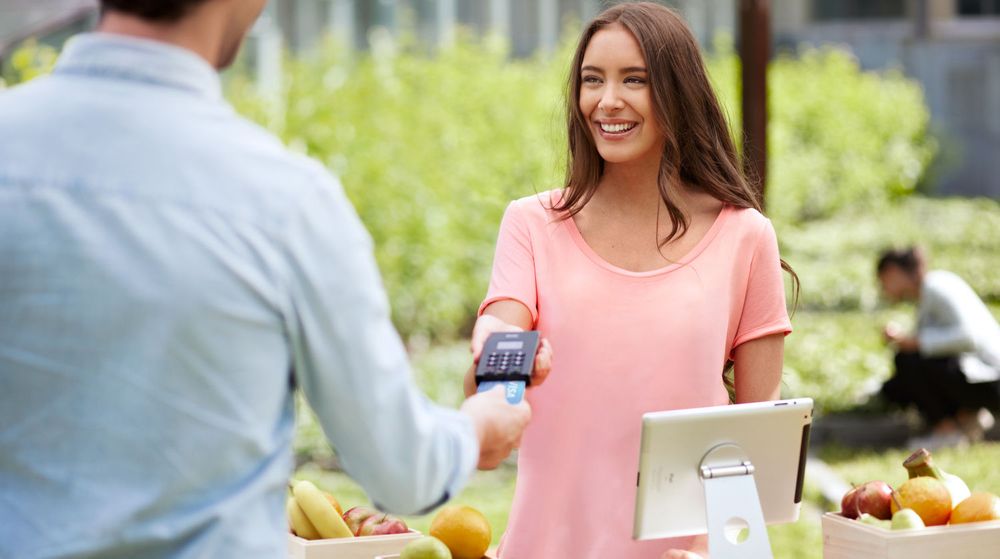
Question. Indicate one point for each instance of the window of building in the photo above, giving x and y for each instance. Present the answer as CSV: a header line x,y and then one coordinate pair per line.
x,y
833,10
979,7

========

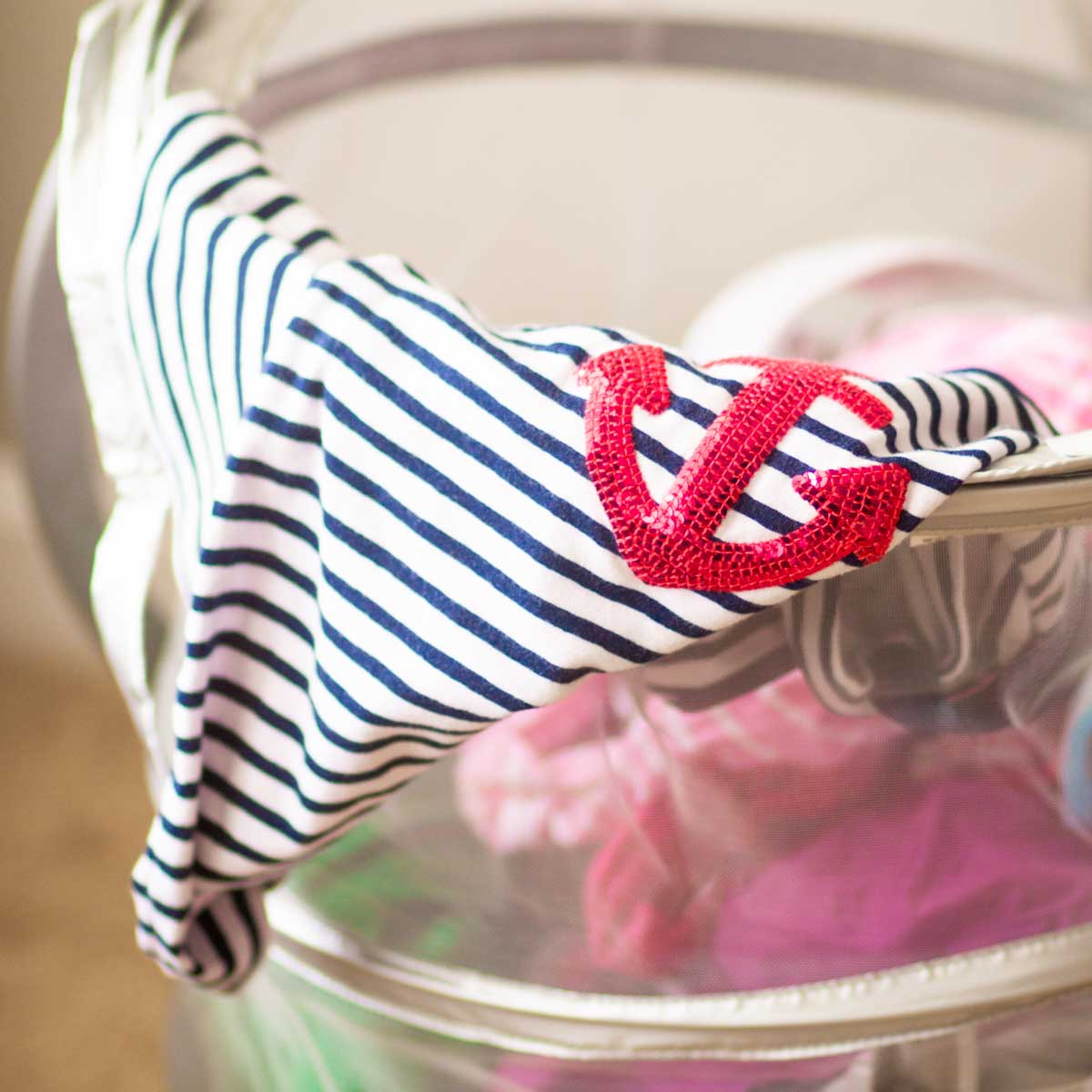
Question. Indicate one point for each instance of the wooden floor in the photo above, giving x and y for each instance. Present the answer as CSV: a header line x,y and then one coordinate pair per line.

========

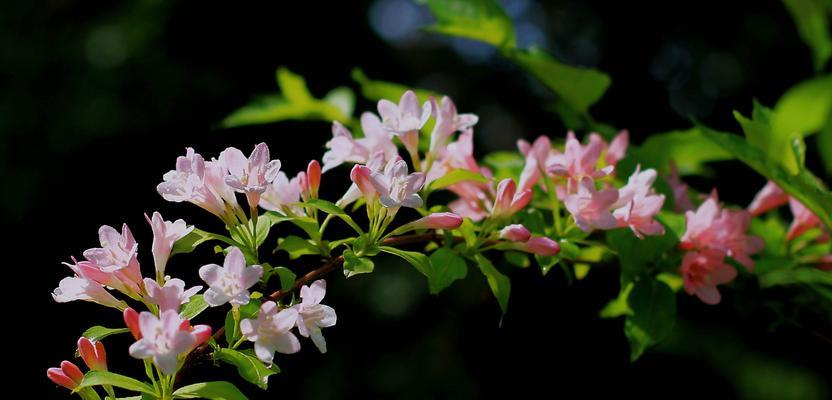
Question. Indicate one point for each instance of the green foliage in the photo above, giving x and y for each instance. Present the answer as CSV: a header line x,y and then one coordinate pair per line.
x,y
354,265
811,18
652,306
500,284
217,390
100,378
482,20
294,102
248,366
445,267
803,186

========

**DESCRIPTION OF THE TASK**.
Count the lines in the data above that contain the word "Question", and give only that number.

**EXERCISE RESULT**.
3